**WORKING DATA:**
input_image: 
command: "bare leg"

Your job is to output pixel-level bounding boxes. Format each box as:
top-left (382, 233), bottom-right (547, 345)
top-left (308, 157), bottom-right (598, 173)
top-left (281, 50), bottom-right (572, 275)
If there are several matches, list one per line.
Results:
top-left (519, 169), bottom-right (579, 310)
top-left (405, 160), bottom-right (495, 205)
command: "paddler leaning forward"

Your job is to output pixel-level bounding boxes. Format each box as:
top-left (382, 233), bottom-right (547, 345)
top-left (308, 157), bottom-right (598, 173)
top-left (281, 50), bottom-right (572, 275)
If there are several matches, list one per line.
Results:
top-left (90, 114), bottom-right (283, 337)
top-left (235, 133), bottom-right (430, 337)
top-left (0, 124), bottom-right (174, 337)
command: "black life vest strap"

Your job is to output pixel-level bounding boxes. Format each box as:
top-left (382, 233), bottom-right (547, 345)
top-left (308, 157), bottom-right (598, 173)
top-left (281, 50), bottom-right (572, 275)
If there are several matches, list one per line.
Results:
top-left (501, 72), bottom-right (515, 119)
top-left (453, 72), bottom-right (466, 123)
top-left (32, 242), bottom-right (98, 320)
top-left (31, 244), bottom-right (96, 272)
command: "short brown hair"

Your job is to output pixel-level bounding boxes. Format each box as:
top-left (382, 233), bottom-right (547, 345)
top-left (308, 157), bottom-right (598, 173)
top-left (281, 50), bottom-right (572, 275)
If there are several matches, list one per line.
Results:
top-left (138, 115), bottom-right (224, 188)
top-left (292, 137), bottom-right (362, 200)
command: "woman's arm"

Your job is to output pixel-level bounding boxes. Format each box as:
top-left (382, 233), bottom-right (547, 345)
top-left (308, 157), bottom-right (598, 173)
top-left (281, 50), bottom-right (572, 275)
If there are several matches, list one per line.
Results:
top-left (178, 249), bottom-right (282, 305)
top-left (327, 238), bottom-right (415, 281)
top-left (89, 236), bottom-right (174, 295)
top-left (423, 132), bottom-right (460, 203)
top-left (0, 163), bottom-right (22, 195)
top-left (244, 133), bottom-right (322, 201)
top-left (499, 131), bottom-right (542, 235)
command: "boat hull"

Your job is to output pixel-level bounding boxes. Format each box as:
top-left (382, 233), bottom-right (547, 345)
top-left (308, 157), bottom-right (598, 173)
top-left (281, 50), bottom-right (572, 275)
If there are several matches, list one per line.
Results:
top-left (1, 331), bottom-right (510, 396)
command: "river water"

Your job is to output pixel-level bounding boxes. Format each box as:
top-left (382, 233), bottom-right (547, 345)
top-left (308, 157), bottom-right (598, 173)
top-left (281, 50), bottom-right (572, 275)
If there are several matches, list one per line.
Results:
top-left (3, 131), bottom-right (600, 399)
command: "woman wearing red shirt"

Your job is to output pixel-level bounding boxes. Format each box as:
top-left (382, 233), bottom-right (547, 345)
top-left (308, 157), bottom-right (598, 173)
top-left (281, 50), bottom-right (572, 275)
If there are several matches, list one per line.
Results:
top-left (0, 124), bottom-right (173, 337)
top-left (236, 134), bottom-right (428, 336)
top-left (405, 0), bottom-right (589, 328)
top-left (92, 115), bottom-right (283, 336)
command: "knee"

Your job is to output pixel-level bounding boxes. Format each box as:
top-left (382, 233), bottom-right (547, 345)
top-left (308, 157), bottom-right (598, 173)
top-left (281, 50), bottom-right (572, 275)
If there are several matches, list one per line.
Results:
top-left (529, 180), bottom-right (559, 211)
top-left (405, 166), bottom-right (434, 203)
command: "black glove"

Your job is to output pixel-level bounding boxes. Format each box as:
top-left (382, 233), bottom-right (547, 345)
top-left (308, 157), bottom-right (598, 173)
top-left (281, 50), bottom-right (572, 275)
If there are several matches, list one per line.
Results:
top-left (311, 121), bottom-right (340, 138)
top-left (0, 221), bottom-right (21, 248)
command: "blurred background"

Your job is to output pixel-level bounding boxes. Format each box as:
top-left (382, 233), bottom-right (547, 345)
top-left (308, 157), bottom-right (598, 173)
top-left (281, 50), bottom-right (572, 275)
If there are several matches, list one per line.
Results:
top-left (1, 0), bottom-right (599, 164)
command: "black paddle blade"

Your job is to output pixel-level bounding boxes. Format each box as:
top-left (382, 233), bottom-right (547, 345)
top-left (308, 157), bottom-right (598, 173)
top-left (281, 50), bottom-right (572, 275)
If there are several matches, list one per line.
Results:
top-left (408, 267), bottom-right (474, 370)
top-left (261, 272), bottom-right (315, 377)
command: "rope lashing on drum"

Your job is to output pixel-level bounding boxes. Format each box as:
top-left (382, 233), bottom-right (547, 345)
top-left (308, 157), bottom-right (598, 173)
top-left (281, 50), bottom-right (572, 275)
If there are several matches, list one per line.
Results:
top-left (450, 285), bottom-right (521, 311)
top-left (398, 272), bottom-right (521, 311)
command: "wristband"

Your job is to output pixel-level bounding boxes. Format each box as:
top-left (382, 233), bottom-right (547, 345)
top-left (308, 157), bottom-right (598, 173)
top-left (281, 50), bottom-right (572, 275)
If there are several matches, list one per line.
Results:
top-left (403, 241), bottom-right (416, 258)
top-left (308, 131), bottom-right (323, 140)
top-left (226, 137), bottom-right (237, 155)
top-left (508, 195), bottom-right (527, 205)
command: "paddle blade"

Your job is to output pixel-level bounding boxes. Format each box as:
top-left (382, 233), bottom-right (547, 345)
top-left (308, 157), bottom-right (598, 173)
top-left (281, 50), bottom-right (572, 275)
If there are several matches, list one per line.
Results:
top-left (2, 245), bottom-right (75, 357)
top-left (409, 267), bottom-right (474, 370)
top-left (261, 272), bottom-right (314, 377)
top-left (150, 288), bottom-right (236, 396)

**PROBLEM DETAILS:** Return the full listing unchanged.

**RESULT OF THE EXERCISE:**
input_image: 
command: "bare leg"

Your job is to output pixel-level bounding boxes. Format each box as:
top-left (382, 233), bottom-right (547, 345)
top-left (308, 157), bottom-right (598, 173)
top-left (281, 50), bottom-right (572, 275)
If there are several matches, list one per line.
Results:
top-left (519, 169), bottom-right (579, 310)
top-left (405, 160), bottom-right (495, 205)
command: "paddler leaning forward"

Your job is to output pixel-level bounding boxes. Format each box as:
top-left (382, 233), bottom-right (547, 345)
top-left (308, 157), bottom-right (598, 173)
top-left (281, 50), bottom-right (572, 275)
If there are several matches, list one per line.
Results:
top-left (90, 114), bottom-right (283, 337)
top-left (235, 133), bottom-right (430, 337)
top-left (0, 124), bottom-right (174, 337)
command: "black life vest strap"

Your job is to output pixel-level bounding boxes. Format each box as:
top-left (382, 233), bottom-right (547, 345)
top-left (308, 157), bottom-right (598, 173)
top-left (281, 50), bottom-right (572, 275)
If there are several matches, list one per line.
Results:
top-left (501, 72), bottom-right (515, 119)
top-left (453, 72), bottom-right (466, 123)
top-left (32, 242), bottom-right (98, 320)
top-left (31, 244), bottom-right (96, 272)
command: "short brown hair"

Your job is to output pixel-level bounding boxes. Format each box as:
top-left (382, 233), bottom-right (547, 345)
top-left (308, 157), bottom-right (598, 173)
top-left (281, 50), bottom-right (572, 275)
If there are several matches, list one per line.
Results:
top-left (138, 115), bottom-right (224, 188)
top-left (292, 137), bottom-right (362, 200)
command: "woman's arm"

Your job is to output pixel-level bounding boxes. Format each box as:
top-left (382, 233), bottom-right (547, 345)
top-left (308, 157), bottom-right (598, 173)
top-left (281, 50), bottom-right (572, 275)
If there are several matches, list one per line.
Results:
top-left (178, 249), bottom-right (282, 305)
top-left (327, 238), bottom-right (415, 281)
top-left (89, 236), bottom-right (174, 295)
top-left (423, 132), bottom-right (460, 203)
top-left (0, 163), bottom-right (22, 195)
top-left (244, 133), bottom-right (322, 201)
top-left (499, 131), bottom-right (542, 235)
command: "boat hull"

Your job is to output pixel-level bounding boxes. Format each box as:
top-left (382, 233), bottom-right (547, 345)
top-left (308, 157), bottom-right (598, 173)
top-left (281, 50), bottom-right (572, 275)
If there are several matches, list one per line.
Results:
top-left (1, 331), bottom-right (510, 396)
command: "river water"

Your job is to output pixel-level bounding boxes. Format each box as:
top-left (382, 233), bottom-right (547, 345)
top-left (308, 157), bottom-right (598, 173)
top-left (281, 50), bottom-right (572, 275)
If there are several matches, list one per line.
Results:
top-left (3, 131), bottom-right (600, 399)
command: "woman wearing red shirt"

Your job is to output pixel-level bounding boxes. Format each box as:
top-left (382, 233), bottom-right (547, 345)
top-left (308, 157), bottom-right (598, 173)
top-left (281, 50), bottom-right (572, 275)
If there are several matches, list one per line.
Results:
top-left (0, 124), bottom-right (173, 337)
top-left (236, 134), bottom-right (428, 336)
top-left (405, 0), bottom-right (589, 328)
top-left (92, 115), bottom-right (283, 336)
command: "knee"

Your job is to output pixel-level bounding boxes. Format each box as:
top-left (382, 233), bottom-right (547, 345)
top-left (308, 157), bottom-right (598, 173)
top-left (281, 50), bottom-right (572, 275)
If there are several matches, list one per line.
Results:
top-left (529, 180), bottom-right (559, 211)
top-left (405, 166), bottom-right (434, 203)
command: "black glove"

Your job is to output pixel-level bounding boxes. Format each box as:
top-left (382, 233), bottom-right (547, 345)
top-left (308, 157), bottom-right (598, 173)
top-left (281, 50), bottom-right (572, 275)
If there are several matches, list one per line.
Results:
top-left (311, 121), bottom-right (340, 138)
top-left (0, 221), bottom-right (21, 248)
command: "blurred background"

Your job is to output pixel-level bounding boxes. Format each box as:
top-left (382, 233), bottom-right (547, 345)
top-left (308, 157), bottom-right (598, 173)
top-left (281, 50), bottom-right (572, 275)
If there are several matches, list one per line.
Results:
top-left (1, 0), bottom-right (599, 164)
command: "black paddle blade"

Your job is to output pixel-level bounding boxes. Format each box as:
top-left (382, 233), bottom-right (547, 345)
top-left (308, 157), bottom-right (598, 173)
top-left (281, 50), bottom-right (572, 275)
If there are several matches, list one per line.
Results:
top-left (408, 267), bottom-right (474, 370)
top-left (261, 272), bottom-right (315, 377)
command: "rope lashing on drum"

Your job is to output pixel-level bounding boxes. Format each box as:
top-left (382, 233), bottom-right (547, 345)
top-left (308, 157), bottom-right (598, 173)
top-left (281, 50), bottom-right (572, 275)
If there are several matches, list one per line.
Results:
top-left (450, 285), bottom-right (521, 311)
top-left (398, 272), bottom-right (521, 311)
command: "wristband"

Your job is to output pixel-level bounding boxes. Format each box as:
top-left (382, 233), bottom-right (547, 345)
top-left (308, 157), bottom-right (598, 173)
top-left (281, 50), bottom-right (572, 275)
If there are several matches, list one per line.
Results:
top-left (403, 241), bottom-right (416, 258)
top-left (308, 131), bottom-right (323, 140)
top-left (226, 137), bottom-right (237, 155)
top-left (508, 195), bottom-right (527, 205)
command: "paddle blade"

Your job is to output pixel-level bounding boxes. Format each box as:
top-left (382, 233), bottom-right (547, 345)
top-left (308, 157), bottom-right (598, 173)
top-left (281, 50), bottom-right (572, 275)
If there are several matches, list one per line.
Results:
top-left (2, 245), bottom-right (75, 357)
top-left (409, 267), bottom-right (474, 370)
top-left (261, 272), bottom-right (314, 377)
top-left (150, 288), bottom-right (236, 396)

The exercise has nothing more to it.